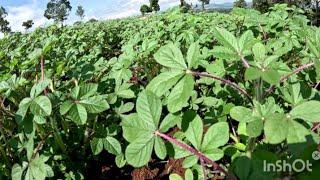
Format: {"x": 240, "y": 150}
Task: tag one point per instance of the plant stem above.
{"x": 225, "y": 81}
{"x": 194, "y": 152}
{"x": 204, "y": 169}
{"x": 284, "y": 78}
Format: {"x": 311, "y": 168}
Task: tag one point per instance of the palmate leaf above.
{"x": 138, "y": 153}
{"x": 149, "y": 108}
{"x": 139, "y": 130}
{"x": 226, "y": 38}
{"x": 180, "y": 94}
{"x": 165, "y": 81}
{"x": 133, "y": 127}
{"x": 170, "y": 56}
{"x": 259, "y": 52}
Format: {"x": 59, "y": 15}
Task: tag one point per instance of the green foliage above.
{"x": 58, "y": 10}
{"x": 4, "y": 24}
{"x": 28, "y": 24}
{"x": 223, "y": 90}
{"x": 80, "y": 12}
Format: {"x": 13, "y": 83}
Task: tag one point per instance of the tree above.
{"x": 203, "y": 2}
{"x": 145, "y": 9}
{"x": 154, "y": 5}
{"x": 240, "y": 4}
{"x": 58, "y": 10}
{"x": 28, "y": 24}
{"x": 80, "y": 12}
{"x": 4, "y": 24}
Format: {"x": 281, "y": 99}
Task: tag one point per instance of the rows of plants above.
{"x": 220, "y": 93}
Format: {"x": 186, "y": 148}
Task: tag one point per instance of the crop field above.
{"x": 167, "y": 96}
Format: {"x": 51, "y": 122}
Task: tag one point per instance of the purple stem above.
{"x": 225, "y": 81}
{"x": 284, "y": 78}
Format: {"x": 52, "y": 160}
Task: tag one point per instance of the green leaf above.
{"x": 271, "y": 76}
{"x": 254, "y": 128}
{"x": 96, "y": 145}
{"x": 39, "y": 119}
{"x": 241, "y": 114}
{"x": 193, "y": 55}
{"x": 297, "y": 133}
{"x": 160, "y": 148}
{"x": 188, "y": 175}
{"x": 78, "y": 114}
{"x": 127, "y": 107}
{"x": 112, "y": 145}
{"x": 120, "y": 161}
{"x": 224, "y": 53}
{"x": 16, "y": 172}
{"x": 195, "y": 131}
{"x": 41, "y": 106}
{"x": 65, "y": 107}
{"x": 23, "y": 109}
{"x": 95, "y": 104}
{"x": 149, "y": 108}
{"x": 259, "y": 52}
{"x": 308, "y": 111}
{"x": 180, "y": 94}
{"x": 164, "y": 81}
{"x": 39, "y": 88}
{"x": 168, "y": 122}
{"x": 225, "y": 38}
{"x": 138, "y": 153}
{"x": 87, "y": 90}
{"x": 252, "y": 73}
{"x": 217, "y": 135}
{"x": 126, "y": 94}
{"x": 276, "y": 128}
{"x": 246, "y": 41}
{"x": 175, "y": 177}
{"x": 170, "y": 56}
{"x": 133, "y": 127}
{"x": 214, "y": 154}
{"x": 36, "y": 54}
{"x": 190, "y": 161}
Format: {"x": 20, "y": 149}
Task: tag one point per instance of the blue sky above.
{"x": 22, "y": 10}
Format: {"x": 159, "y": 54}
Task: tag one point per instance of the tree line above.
{"x": 59, "y": 10}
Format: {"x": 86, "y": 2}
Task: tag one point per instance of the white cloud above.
{"x": 120, "y": 8}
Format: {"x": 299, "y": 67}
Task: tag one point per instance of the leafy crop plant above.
{"x": 171, "y": 96}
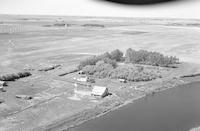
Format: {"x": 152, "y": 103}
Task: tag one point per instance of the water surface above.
{"x": 176, "y": 109}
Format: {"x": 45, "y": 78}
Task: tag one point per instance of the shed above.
{"x": 99, "y": 91}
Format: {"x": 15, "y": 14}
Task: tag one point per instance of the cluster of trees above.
{"x": 13, "y": 77}
{"x": 149, "y": 58}
{"x": 134, "y": 73}
{"x": 110, "y": 58}
{"x": 105, "y": 65}
{"x": 130, "y": 73}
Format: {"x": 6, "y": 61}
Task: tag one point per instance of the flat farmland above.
{"x": 36, "y": 42}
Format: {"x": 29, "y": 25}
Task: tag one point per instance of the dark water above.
{"x": 177, "y": 109}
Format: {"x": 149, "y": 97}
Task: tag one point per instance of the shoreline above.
{"x": 98, "y": 111}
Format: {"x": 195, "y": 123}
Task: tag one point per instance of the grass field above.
{"x": 27, "y": 43}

**What to produce**
Set down exactly the lines between the line containing "Task: tag one point per instance of the blue" and the end of the records above, both ends included; pictures stay out.

**Task result**
Task: tag one point per instance of the blue sky above.
{"x": 22, "y": 10}
Format: {"x": 159, "y": 54}
Task: tag one point per instance of the tree line above.
{"x": 59, "y": 10}
Format: {"x": 86, "y": 2}
Task: tag one point per instance of the white cloud above.
{"x": 120, "y": 8}
Format: {"x": 299, "y": 67}
Task: tag one point per instance of the leafy crop plant above.
{"x": 171, "y": 96}
Format: {"x": 152, "y": 103}
Task: tag one point per instance of the water surface above.
{"x": 176, "y": 109}
Format: {"x": 45, "y": 78}
Task: tag one point per instance of the shed above.
{"x": 99, "y": 91}
Format: {"x": 15, "y": 14}
Task: tag one point per instance of the cluster of trees above.
{"x": 13, "y": 77}
{"x": 149, "y": 58}
{"x": 134, "y": 73}
{"x": 110, "y": 58}
{"x": 105, "y": 65}
{"x": 130, "y": 73}
Format: {"x": 6, "y": 61}
Task: tag one point per instance of the flat farmland above.
{"x": 36, "y": 42}
Format: {"x": 29, "y": 25}
Task: tag one point per instance of the dark water above.
{"x": 177, "y": 109}
Format: {"x": 149, "y": 97}
Task: tag one point per instance of the shoreline above.
{"x": 98, "y": 111}
Format: {"x": 195, "y": 123}
Task: tag one point per instance of the grass field above.
{"x": 27, "y": 43}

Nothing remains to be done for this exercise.